▶ Required action:
Show the lines below where "white" occurs.

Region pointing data
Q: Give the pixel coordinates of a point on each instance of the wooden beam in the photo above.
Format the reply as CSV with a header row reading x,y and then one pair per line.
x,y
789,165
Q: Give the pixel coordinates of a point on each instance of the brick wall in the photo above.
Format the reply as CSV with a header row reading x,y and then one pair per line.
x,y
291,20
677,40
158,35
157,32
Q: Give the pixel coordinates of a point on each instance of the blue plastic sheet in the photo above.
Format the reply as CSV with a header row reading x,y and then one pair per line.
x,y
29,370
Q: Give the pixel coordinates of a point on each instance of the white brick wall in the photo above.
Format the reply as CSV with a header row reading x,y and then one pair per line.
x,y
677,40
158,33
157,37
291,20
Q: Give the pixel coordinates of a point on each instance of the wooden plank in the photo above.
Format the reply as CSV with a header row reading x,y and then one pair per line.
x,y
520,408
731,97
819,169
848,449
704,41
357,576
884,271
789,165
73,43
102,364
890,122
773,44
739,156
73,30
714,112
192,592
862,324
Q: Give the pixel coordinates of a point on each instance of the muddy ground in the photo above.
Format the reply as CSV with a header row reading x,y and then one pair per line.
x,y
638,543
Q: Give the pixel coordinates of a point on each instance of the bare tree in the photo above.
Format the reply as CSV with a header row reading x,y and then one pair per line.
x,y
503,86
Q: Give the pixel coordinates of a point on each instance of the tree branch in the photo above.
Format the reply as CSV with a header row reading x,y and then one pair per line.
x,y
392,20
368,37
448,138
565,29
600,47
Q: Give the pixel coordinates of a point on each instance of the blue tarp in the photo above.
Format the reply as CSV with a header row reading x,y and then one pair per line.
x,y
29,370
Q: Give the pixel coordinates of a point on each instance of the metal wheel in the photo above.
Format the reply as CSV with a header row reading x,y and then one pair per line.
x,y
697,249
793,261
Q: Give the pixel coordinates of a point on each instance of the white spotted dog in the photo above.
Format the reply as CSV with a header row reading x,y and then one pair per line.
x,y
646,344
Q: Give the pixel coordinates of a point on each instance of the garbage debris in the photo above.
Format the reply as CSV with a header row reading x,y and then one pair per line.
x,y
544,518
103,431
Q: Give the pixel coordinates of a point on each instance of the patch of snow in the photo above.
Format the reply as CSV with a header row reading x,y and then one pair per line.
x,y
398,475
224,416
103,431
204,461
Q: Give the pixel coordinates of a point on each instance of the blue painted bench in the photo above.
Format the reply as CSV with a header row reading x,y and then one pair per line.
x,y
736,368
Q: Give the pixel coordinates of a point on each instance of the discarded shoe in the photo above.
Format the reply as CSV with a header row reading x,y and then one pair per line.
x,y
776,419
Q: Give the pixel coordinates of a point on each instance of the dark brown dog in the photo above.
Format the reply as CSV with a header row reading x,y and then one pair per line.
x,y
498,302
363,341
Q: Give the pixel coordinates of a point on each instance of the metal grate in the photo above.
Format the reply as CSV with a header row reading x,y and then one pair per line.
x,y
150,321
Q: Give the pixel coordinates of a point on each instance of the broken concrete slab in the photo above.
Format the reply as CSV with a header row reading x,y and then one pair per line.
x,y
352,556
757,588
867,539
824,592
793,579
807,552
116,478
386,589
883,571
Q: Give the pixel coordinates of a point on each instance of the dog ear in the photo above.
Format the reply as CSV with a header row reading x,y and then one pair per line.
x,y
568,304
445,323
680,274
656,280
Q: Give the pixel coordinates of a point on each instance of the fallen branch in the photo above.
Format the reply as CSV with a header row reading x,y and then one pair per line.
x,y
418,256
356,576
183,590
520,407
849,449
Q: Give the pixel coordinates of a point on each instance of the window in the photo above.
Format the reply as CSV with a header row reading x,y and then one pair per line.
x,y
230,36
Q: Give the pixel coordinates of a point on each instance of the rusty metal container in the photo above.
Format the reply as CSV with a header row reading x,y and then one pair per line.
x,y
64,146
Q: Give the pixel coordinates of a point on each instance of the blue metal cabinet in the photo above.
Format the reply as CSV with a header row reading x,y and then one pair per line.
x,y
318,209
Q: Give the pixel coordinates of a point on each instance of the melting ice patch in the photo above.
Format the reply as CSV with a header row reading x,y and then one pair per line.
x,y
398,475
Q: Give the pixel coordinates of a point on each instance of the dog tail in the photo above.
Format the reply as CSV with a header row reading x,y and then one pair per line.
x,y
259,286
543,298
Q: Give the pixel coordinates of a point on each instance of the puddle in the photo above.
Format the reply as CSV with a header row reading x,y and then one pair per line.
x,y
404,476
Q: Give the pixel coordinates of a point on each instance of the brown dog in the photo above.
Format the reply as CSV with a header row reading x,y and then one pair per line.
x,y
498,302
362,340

▶ Task result:
Q: Give the pixel coordinates of a point on each instance of the white brick wall in the photo above.
Q: Give the pixel coordinates of a point on each instance of the white spotted dog in the photo above.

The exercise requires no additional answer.